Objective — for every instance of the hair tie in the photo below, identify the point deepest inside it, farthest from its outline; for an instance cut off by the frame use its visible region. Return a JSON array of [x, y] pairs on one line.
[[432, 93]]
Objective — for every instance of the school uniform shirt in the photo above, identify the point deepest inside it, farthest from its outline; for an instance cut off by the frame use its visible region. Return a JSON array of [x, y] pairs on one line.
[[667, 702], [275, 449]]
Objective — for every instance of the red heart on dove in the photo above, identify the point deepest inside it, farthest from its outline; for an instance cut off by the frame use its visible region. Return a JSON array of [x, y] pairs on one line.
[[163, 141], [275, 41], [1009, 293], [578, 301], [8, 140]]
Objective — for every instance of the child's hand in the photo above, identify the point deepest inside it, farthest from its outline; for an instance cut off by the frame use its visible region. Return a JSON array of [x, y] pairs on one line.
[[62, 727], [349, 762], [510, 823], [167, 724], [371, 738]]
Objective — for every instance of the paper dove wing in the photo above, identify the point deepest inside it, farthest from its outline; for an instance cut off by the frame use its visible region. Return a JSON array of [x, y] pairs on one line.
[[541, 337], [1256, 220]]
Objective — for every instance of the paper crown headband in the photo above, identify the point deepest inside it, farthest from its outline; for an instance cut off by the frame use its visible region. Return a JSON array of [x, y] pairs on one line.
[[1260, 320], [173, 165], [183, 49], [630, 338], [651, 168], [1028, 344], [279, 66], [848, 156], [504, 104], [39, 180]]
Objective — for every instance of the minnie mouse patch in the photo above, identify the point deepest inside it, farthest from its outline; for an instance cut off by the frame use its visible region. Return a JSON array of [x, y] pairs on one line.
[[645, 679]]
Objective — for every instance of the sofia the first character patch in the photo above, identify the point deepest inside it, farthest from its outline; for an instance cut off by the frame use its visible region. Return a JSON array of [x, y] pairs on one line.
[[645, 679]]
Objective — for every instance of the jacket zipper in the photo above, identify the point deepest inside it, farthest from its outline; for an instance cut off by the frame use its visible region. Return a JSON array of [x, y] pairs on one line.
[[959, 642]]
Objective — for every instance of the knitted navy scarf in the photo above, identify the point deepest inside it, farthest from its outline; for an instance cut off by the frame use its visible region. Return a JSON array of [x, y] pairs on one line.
┄┄┄┄┄┄
The material above should be retyped in full, exactly as given.

Objective — for every instance of the hair tie in the photo below, identify the point deepest inside it, farthest from its outline; for an instance cut off by the frame use its visible region. Return a JSON array of [x, y] pairs on one line.
[[432, 93]]
Objective — for every instance of the school uniform shirt in the photo above, identify the point deepest inside it, farthest from its outline; for an instance cut off by the frame use its visible region. Return a JSON array of [x, y] pairs on one line.
[[667, 702], [275, 449]]
Objective — for every instance of the red heart on dove in the photo above, identify the point deepest inside it, farthest from its outline; for an instance cut off by the frame use its visible region. Return a JSON array of [x, y] pairs on one line.
[[163, 141], [275, 41], [1009, 293], [578, 301], [8, 140]]
Objective — for every instance of the child's hand in the photo above, identify the point deepest inside it, farthest from its outline; for an instance cut off by the frame use its visible region. Return a JSON array of [x, y] pairs on one line.
[[62, 727], [349, 762], [510, 823], [167, 724], [371, 738]]
Objective — for every instance of the paper dove wing in the photo above, identify the point deepest inside it, farthest from its outline; for an instance cut off by the frame use its visible region. Return a JSON array of [x, y] pairs on one line.
[[541, 337], [1256, 220]]
Objective — for every instance of the paper crown headband in the photo above, identify the point deepest inside it, farthest from its outline; for an instance cut off by the frame use its visible region. Return a JSON array of [x, y] pairs on one line.
[[1260, 320], [173, 165], [183, 49], [630, 338], [651, 168], [1028, 344], [279, 66], [848, 156], [504, 104], [39, 180]]
Objective — for every instance of the minnie mouse patch in the photo above, identify the point deepest inside it, farthest from its outline; for an instance cut off by the frame use its visible region. Return a JSON array of [x, y] pairs on one line.
[[645, 679]]
Objective — for every instance of the sofia the first character patch in the photo above, identify the point deepest inside it, farthest from its outline; for an instance cut off by the frame use its visible region. Return a JSON array of [x, y] pairs on one line.
[[645, 679]]
Objective — for every instance of the jacket zipper in the photo above, identify the point deepest inside it, farthest from its outline; for an instance cut off by the frame use its visible region. Return a JSON array of [x, y] pairs on one line.
[[959, 642]]
Objective — for every instance of the knitted navy scarf in the photo above, identify the point deepest inside it, farthest from its outline; for an instance cut off by the frame use its visible region. Return a JSON array of [x, y] pairs on one line.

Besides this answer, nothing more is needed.